**What to do**
Go through the entries below and collect each line with the string "flower" in it.

**Data in this exercise**
##########
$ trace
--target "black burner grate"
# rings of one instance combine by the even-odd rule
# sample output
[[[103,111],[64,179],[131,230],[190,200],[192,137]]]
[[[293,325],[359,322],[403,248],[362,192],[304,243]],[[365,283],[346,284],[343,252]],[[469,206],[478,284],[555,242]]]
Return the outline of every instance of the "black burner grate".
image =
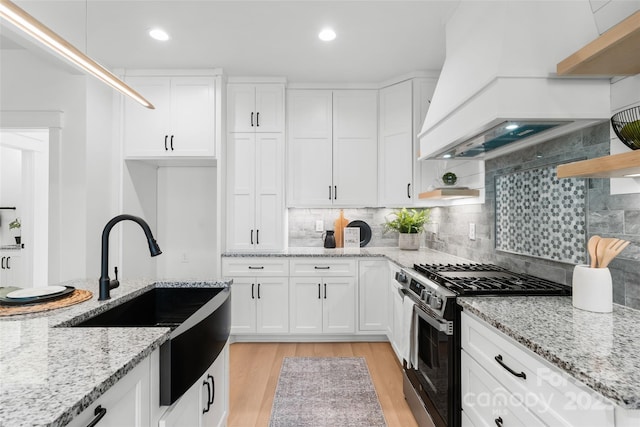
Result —
[[[414,268],[458,295],[571,295],[569,286],[493,264],[415,264]]]

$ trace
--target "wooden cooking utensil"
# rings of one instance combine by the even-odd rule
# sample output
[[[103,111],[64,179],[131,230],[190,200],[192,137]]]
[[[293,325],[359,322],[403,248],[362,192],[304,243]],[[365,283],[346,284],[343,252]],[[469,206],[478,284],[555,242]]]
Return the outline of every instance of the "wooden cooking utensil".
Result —
[[[589,239],[589,243],[587,243],[587,250],[589,251],[589,260],[591,260],[591,268],[596,268],[598,265],[598,258],[596,257],[596,248],[598,247],[598,242],[602,237],[593,236]]]
[[[340,209],[340,216],[334,222],[336,237],[336,248],[344,246],[344,228],[349,224],[349,220],[344,217],[344,210]]]
[[[602,259],[604,257],[604,250],[612,242],[617,242],[619,240],[620,239],[615,239],[613,237],[603,237],[598,241],[598,246],[596,248],[596,258],[598,259],[598,268],[602,268]]]
[[[600,268],[606,268],[609,263],[624,250],[624,248],[629,246],[630,242],[628,240],[616,240],[617,241],[609,243],[609,246],[604,249],[604,256],[602,260],[598,260],[600,261]]]

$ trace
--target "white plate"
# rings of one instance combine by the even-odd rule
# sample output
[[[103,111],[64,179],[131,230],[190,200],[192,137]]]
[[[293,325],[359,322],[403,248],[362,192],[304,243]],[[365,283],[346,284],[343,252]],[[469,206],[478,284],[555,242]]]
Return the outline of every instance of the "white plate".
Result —
[[[64,286],[45,286],[42,288],[27,288],[20,289],[18,291],[9,292],[7,294],[7,298],[33,298],[33,297],[42,297],[45,295],[57,294],[58,292],[64,291]]]

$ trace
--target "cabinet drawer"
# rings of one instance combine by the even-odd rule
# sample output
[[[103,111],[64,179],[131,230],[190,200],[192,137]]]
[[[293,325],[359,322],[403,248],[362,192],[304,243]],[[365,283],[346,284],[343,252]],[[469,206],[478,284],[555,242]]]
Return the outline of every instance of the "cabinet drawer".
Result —
[[[355,276],[353,258],[299,258],[291,260],[292,276]]]
[[[224,277],[288,276],[289,260],[280,257],[229,257],[222,258]]]
[[[465,351],[462,351],[460,364],[462,413],[472,425],[545,425]]]
[[[613,405],[603,396],[497,329],[464,312],[461,317],[463,353],[468,353],[511,394],[525,399],[527,407],[546,424],[614,425]]]

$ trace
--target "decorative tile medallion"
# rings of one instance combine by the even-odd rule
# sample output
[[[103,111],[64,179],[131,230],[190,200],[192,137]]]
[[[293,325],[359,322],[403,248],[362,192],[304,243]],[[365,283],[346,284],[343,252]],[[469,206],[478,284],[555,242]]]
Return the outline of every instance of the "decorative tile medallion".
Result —
[[[586,264],[587,187],[555,166],[496,177],[496,249]]]

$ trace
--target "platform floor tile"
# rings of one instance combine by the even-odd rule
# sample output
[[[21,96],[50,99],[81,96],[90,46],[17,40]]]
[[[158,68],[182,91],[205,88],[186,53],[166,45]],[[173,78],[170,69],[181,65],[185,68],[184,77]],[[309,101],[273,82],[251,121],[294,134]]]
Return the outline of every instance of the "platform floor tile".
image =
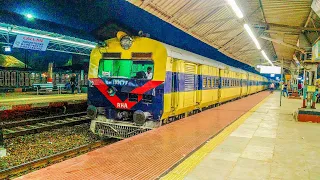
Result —
[[[191,152],[212,136],[217,135],[221,140],[224,139],[218,133],[232,122],[234,122],[232,124],[237,124],[237,119],[268,95],[268,92],[262,92],[203,111],[30,173],[19,179],[157,179],[188,157]],[[229,127],[226,129],[230,129]],[[229,131],[231,133],[231,130]],[[251,133],[251,136],[253,135]],[[233,153],[231,159],[239,158],[239,153],[246,148],[248,143],[249,140],[246,137],[230,137],[228,141],[224,142],[225,148]],[[212,147],[217,145],[217,143],[210,144]],[[207,152],[210,149],[211,147],[207,149]],[[225,152],[224,150],[221,151]],[[192,163],[197,163],[206,154],[197,154]],[[215,160],[217,160],[216,164],[212,164],[209,169],[205,165],[199,166],[199,168],[203,168],[212,174],[215,174],[214,171],[228,174],[228,168],[232,168],[237,163],[224,159]],[[207,164],[210,163],[207,162]],[[214,169],[214,171],[210,169]],[[184,169],[184,171],[189,170]]]
[[[301,104],[274,93],[184,179],[320,180],[320,124],[295,121]]]

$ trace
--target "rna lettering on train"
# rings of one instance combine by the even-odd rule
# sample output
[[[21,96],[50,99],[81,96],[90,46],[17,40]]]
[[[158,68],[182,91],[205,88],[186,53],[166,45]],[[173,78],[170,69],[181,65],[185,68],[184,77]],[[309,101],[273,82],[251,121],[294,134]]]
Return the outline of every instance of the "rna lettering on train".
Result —
[[[117,103],[117,108],[120,108],[120,109],[128,109],[128,104],[127,103]]]

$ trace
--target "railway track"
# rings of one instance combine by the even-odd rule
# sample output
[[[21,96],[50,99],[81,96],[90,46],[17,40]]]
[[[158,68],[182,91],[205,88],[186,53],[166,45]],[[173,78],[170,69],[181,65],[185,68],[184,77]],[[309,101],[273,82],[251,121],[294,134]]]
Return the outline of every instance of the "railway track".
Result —
[[[86,112],[64,114],[36,119],[28,119],[10,123],[3,123],[0,128],[4,138],[13,138],[26,134],[39,133],[62,126],[77,125],[90,122]]]
[[[110,141],[109,143],[112,143],[112,141]],[[60,152],[60,153],[57,153],[57,154],[54,154],[51,156],[47,156],[47,157],[43,157],[41,159],[37,159],[37,160],[31,161],[31,162],[27,162],[27,163],[24,163],[24,164],[21,164],[18,166],[4,169],[4,170],[0,171],[0,179],[9,179],[11,177],[19,176],[22,173],[26,173],[26,172],[32,171],[34,169],[37,169],[37,168],[43,168],[47,165],[66,160],[71,157],[75,157],[79,154],[89,152],[93,149],[102,147],[106,144],[108,144],[108,143],[104,142],[104,141],[97,141],[97,142],[83,145],[83,146],[80,146],[80,147],[77,147],[74,149],[63,151],[63,152]]]

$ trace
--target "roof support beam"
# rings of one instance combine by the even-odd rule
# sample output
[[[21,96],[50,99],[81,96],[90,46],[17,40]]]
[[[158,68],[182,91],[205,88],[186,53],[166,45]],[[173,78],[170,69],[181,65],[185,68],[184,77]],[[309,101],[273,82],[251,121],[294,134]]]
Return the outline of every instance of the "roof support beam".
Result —
[[[313,27],[314,27],[314,28],[317,28],[317,27],[316,27],[316,24],[314,23],[314,20],[313,20],[312,18],[311,18],[311,22],[312,22]],[[319,32],[318,32],[318,31],[317,31],[317,35],[319,36]]]
[[[299,32],[294,31],[278,31],[278,30],[265,30],[265,33],[274,33],[274,34],[292,34],[292,35],[299,35]]]
[[[225,21],[230,21],[230,20],[234,20],[234,19],[236,19],[236,18],[230,17],[230,18],[216,19],[216,20],[212,20],[212,21],[204,21],[204,22],[198,23],[198,25],[211,24],[211,23],[217,23],[217,22],[225,22]]]
[[[295,45],[292,45],[292,44],[288,44],[288,43],[285,43],[281,40],[277,40],[277,39],[272,39],[272,38],[268,38],[268,37],[265,37],[265,36],[260,36],[260,38],[262,39],[265,39],[265,40],[268,40],[268,41],[272,41],[272,42],[275,42],[277,44],[281,44],[283,46],[287,46],[289,48],[292,48],[292,49],[296,49],[298,51],[301,51],[302,53],[305,53],[305,50],[302,49],[302,48],[299,48],[298,46],[295,46]]]
[[[231,28],[231,29],[225,29],[225,30],[222,30],[222,31],[213,31],[213,32],[210,32],[208,34],[205,34],[205,36],[209,36],[209,35],[212,35],[212,34],[219,34],[219,33],[225,33],[225,32],[231,32],[231,31],[234,31],[234,30],[238,30],[239,28]]]
[[[246,50],[241,50],[241,51],[238,51],[240,53],[249,53],[249,52],[254,52],[254,51],[259,51],[258,49],[246,49]]]
[[[172,17],[168,19],[168,21],[173,22],[179,17],[181,17],[183,14],[188,13],[190,11],[189,9],[192,8],[194,5],[196,5],[197,2],[198,2],[197,0],[189,1],[186,5],[180,8],[176,13],[174,13]]]
[[[300,26],[288,26],[283,24],[274,24],[274,23],[265,23],[265,22],[252,22],[251,24],[265,25],[265,26],[274,26],[274,27],[283,27],[289,29],[297,29],[300,31],[320,31],[320,28],[309,28],[309,27],[300,27]]]
[[[234,39],[232,39],[231,41],[225,43],[224,45],[222,45],[222,47],[220,49],[228,49],[229,47],[233,47],[233,46],[237,46],[237,42],[239,42],[240,40],[244,40],[247,39],[247,36],[243,36],[243,32],[242,31],[240,34],[237,35],[237,37],[235,37]]]
[[[194,12],[197,12],[197,11],[211,10],[211,9],[215,9],[215,8],[224,7],[224,6],[227,6],[227,5],[228,5],[228,3],[222,3],[222,4],[218,4],[218,5],[214,5],[214,6],[194,8],[194,9],[190,9],[190,10],[186,11],[186,13],[194,13]]]
[[[152,0],[143,0],[142,4],[140,5],[140,8],[144,8],[146,7],[148,4],[151,3]]]
[[[221,7],[220,7],[221,8]],[[202,18],[200,21],[195,23],[189,28],[189,31],[192,31],[194,28],[199,26],[202,22],[205,22],[207,19],[211,18],[212,15],[214,15],[220,8],[215,8],[213,9],[208,15],[206,15],[204,18]]]
[[[308,26],[308,24],[309,24],[309,22],[310,22],[310,19],[311,19],[311,16],[312,16],[312,8],[311,8],[311,10],[310,10],[308,19],[307,19],[306,23],[304,24],[304,27],[307,27],[307,26]]]

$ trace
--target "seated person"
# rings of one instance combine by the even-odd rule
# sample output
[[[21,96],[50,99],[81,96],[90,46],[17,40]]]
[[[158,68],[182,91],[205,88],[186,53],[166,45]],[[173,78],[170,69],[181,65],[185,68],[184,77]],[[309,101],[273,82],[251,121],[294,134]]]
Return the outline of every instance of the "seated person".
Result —
[[[70,90],[71,89],[71,84],[69,82],[67,82],[64,86],[65,90]]]
[[[147,72],[146,72],[146,76],[147,79],[152,79],[152,67],[148,67]]]
[[[139,71],[139,72],[137,72],[135,78],[137,78],[137,79],[147,79],[147,76],[146,76],[145,72]]]

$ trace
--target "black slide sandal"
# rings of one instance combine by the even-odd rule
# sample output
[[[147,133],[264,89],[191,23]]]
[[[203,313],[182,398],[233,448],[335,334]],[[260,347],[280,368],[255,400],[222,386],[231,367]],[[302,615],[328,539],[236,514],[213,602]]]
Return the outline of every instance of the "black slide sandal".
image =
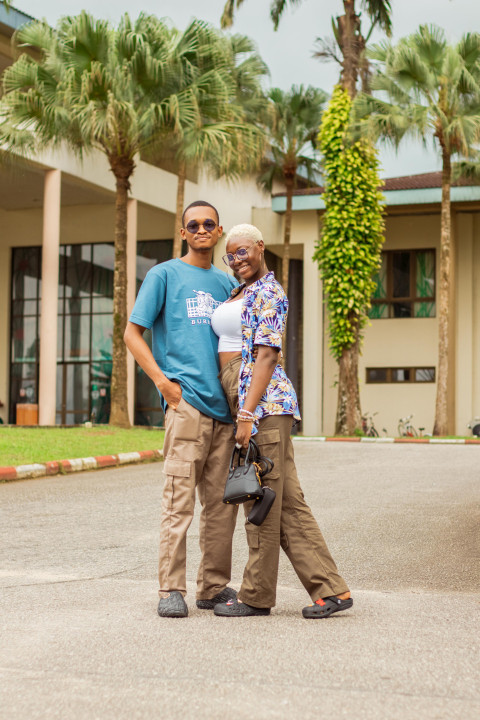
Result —
[[[333,595],[332,597],[317,600],[313,605],[303,608],[302,615],[304,618],[312,620],[315,618],[328,618],[333,613],[348,610],[352,605],[353,598],[349,597],[346,600],[340,600],[336,595]]]

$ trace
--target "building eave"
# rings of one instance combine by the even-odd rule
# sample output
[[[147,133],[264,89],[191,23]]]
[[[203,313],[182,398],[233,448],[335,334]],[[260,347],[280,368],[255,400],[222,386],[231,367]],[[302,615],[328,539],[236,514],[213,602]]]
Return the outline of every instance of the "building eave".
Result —
[[[442,188],[417,188],[411,190],[387,190],[383,192],[387,207],[401,205],[440,205],[442,202]],[[452,203],[475,202],[480,200],[480,185],[452,187],[450,191]],[[284,213],[287,209],[285,195],[272,197],[272,210]],[[292,209],[325,210],[323,195],[295,195],[292,198]]]

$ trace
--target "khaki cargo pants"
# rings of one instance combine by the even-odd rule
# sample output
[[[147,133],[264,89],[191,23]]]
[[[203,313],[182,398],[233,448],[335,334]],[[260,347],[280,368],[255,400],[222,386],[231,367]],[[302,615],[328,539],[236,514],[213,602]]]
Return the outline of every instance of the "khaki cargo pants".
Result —
[[[240,362],[240,358],[234,358],[220,373],[234,418],[238,408]],[[314,602],[348,591],[305,502],[295,468],[291,429],[291,415],[269,415],[260,420],[255,435],[261,454],[275,463],[273,471],[265,477],[265,484],[275,490],[277,496],[262,525],[245,523],[249,555],[238,597],[254,607],[275,605],[280,547]],[[250,502],[244,504],[245,515],[251,507]]]
[[[200,514],[201,561],[197,600],[210,600],[229,583],[236,510],[222,502],[233,426],[213,420],[183,398],[165,416],[165,485],[160,525],[160,593],[187,592],[187,530],[192,522],[195,488]]]

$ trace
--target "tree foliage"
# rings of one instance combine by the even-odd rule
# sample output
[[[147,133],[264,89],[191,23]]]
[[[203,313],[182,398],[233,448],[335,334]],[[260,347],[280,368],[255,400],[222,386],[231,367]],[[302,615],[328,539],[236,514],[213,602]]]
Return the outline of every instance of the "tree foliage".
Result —
[[[337,86],[319,133],[326,211],[314,259],[322,272],[337,360],[367,323],[384,231],[376,151],[362,140],[349,143],[350,110],[347,91]]]

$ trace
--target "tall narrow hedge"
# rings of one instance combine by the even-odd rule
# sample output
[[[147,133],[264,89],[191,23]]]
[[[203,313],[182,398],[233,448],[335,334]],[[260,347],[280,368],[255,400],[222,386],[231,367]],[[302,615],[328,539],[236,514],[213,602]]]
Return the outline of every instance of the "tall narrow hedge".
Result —
[[[346,141],[351,100],[337,86],[319,132],[325,215],[313,259],[321,271],[330,316],[330,348],[339,360],[367,323],[373,276],[383,244],[384,198],[377,153],[368,142]]]

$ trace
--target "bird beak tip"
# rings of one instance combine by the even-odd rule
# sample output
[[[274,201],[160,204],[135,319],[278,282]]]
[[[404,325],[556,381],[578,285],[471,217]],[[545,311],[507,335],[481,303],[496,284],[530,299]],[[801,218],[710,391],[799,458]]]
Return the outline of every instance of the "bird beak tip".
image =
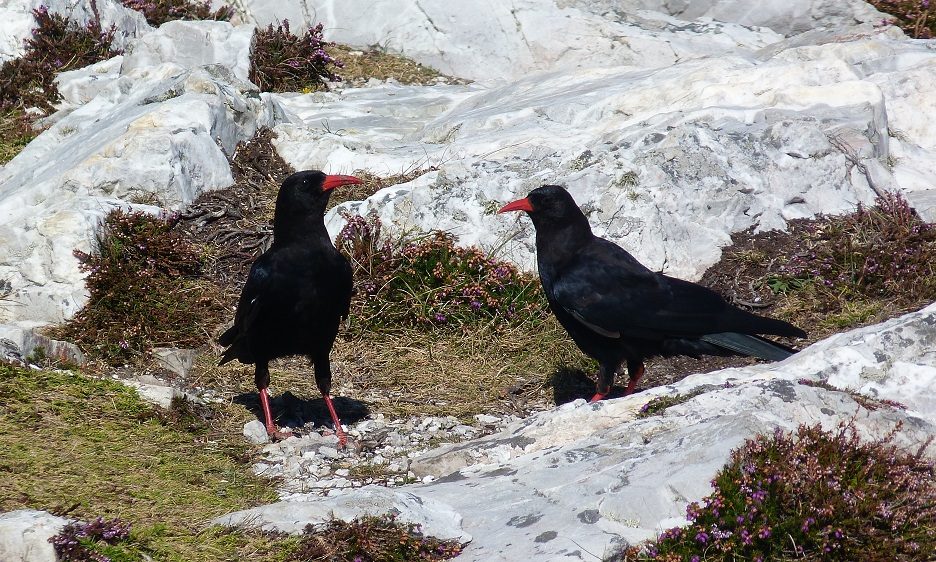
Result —
[[[361,178],[354,176],[339,176],[339,175],[328,175],[325,176],[325,181],[322,182],[322,191],[328,191],[330,189],[335,189],[336,187],[341,187],[343,185],[351,184],[360,184],[364,183]]]
[[[501,207],[497,213],[509,213],[510,211],[526,211],[529,213],[533,211],[533,206],[530,204],[530,200],[524,197],[523,199],[517,199],[516,201],[507,203]]]

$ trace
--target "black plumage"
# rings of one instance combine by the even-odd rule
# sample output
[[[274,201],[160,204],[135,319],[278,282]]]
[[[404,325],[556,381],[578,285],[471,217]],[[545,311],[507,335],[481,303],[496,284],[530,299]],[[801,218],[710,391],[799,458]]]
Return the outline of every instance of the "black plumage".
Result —
[[[234,325],[218,343],[227,349],[221,364],[237,359],[253,363],[264,423],[272,437],[281,434],[270,414],[269,363],[305,355],[314,365],[315,382],[328,406],[342,445],[346,438],[331,401],[329,353],[341,319],[351,303],[351,265],[325,229],[325,206],[332,189],[361,183],[354,176],[319,171],[292,174],[283,182],[273,216],[273,243],[250,268]]]
[[[499,212],[526,211],[536,229],[540,280],[559,323],[598,361],[604,398],[627,366],[633,392],[654,356],[748,355],[780,360],[795,350],[759,334],[805,337],[799,328],[757,316],[701,285],[650,271],[616,244],[592,234],[562,187],[544,185]]]

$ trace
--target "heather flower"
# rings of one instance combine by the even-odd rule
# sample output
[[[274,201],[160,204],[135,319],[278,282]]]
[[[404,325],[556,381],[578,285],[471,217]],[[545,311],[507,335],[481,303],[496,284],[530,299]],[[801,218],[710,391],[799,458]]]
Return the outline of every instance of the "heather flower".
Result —
[[[936,549],[926,530],[936,520],[936,468],[894,446],[896,431],[862,443],[850,423],[801,426],[748,441],[716,475],[715,492],[686,507],[684,532],[651,545],[655,558],[910,560]]]

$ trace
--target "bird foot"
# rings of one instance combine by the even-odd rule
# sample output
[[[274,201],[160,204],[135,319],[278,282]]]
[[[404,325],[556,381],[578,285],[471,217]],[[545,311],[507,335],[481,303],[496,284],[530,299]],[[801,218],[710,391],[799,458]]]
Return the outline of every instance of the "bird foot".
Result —
[[[270,441],[273,441],[273,442],[282,441],[283,439],[286,439],[287,437],[292,437],[291,431],[280,431],[275,425],[267,426],[266,430],[267,430],[267,435],[270,436]]]
[[[604,400],[607,395],[608,395],[607,392],[605,392],[604,394],[602,394],[601,392],[596,392],[595,395],[591,397],[591,400],[588,401],[588,403],[594,404],[595,402],[598,402],[599,400]]]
##########
**Exercise response**
--target "heather flower"
Return the outline of every instance of the "heather flower".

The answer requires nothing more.